## Objective
Rewrite the lines from the one containing "Drop a marker on every instance of the metal" through the last line, substituting "pin" for each "marker" and keeping everything else the same.

Lines taken from a collection
## begin
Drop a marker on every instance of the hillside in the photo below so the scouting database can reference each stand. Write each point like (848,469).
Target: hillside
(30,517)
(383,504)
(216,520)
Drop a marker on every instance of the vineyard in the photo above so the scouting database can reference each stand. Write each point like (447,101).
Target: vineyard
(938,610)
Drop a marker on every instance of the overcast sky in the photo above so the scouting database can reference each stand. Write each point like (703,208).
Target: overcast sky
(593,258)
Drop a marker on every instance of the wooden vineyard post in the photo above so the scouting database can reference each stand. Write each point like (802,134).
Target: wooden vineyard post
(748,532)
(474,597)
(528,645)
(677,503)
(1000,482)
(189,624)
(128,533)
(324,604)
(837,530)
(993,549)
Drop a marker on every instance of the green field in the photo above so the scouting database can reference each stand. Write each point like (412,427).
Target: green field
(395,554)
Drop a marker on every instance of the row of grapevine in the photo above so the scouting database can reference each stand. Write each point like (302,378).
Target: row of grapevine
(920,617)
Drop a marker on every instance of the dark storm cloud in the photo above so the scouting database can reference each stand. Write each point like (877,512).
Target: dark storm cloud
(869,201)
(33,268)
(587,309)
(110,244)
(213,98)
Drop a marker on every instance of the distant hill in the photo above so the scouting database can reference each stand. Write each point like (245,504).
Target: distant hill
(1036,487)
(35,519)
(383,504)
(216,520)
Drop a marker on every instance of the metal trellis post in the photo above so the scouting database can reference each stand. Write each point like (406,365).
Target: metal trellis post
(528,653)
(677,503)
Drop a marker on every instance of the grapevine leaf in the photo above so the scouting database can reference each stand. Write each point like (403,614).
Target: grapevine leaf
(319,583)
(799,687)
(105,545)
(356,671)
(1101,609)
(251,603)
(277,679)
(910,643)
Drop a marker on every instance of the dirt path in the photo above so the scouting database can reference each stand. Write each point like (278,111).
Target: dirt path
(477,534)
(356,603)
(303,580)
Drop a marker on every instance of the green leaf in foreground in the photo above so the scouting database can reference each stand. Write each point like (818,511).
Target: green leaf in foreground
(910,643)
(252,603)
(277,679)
## end
## Correct output
Drop a pin on every instance of the metal trellis post in the photo above so the scouting database can reference each stand. Write each point like (406,365).
Target: metal trellis post
(528,653)
(677,503)
Drop a pin on every instance of the grapevine leaf in the photo above so the scouting database can reference each stand. Write each point like (403,614).
Target: grapevine leaf
(319,583)
(799,687)
(105,545)
(356,671)
(1101,609)
(251,603)
(277,679)
(910,643)
Drop a pin on every instance of the dirt path in the photo above so the scouting database can reference each stand. Write each point like (278,111).
Target: dirt path
(477,534)
(356,603)
(303,580)
Drop a pin on every instance of the green leaf in foreground in the photo above so the scouting database can reference each stand. Write each point like (818,511).
Target: green leaf in foreground
(910,643)
(252,603)
(277,679)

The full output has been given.